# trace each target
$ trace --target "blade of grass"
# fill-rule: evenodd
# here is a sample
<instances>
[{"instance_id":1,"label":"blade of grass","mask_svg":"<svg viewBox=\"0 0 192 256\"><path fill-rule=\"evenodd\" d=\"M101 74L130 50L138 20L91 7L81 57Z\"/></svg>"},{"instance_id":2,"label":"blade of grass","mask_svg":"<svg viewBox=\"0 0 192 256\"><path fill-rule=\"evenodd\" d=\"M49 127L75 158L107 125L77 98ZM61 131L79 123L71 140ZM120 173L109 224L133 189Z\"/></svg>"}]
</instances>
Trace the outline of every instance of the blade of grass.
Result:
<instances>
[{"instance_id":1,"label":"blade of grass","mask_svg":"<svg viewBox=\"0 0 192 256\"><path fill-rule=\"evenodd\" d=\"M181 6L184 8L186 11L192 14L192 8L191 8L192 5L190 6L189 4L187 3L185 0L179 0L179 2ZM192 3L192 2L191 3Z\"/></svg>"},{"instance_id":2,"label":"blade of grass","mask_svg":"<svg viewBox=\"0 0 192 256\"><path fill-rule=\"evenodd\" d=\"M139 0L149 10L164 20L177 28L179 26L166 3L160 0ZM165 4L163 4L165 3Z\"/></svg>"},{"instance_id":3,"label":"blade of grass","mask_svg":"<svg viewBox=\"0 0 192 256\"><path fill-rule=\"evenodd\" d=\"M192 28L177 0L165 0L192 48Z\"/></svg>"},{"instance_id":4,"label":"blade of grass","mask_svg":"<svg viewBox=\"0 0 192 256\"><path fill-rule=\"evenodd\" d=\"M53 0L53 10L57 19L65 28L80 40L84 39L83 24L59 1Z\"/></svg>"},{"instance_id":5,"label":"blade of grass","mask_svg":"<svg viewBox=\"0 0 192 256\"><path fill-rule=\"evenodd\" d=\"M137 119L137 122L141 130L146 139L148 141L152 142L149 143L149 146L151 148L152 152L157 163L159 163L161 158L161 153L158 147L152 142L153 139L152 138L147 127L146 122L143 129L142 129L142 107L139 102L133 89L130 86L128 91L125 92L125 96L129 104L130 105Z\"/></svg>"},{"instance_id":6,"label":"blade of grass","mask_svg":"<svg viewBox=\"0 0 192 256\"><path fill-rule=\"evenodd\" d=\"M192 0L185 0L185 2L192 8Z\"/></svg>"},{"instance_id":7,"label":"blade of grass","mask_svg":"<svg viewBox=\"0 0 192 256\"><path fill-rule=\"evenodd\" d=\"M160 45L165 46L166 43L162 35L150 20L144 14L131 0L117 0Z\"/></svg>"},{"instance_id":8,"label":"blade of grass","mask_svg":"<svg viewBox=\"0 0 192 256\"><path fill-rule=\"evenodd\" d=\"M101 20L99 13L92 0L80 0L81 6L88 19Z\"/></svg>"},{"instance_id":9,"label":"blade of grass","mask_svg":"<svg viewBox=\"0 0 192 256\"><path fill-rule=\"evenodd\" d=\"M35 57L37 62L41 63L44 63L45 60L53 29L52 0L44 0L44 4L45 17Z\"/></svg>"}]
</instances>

______________________________

(Written exercise) Return each line of the items that contains the word "target".

(Correct response)
# trace each target
$ trace --target "blade of grass"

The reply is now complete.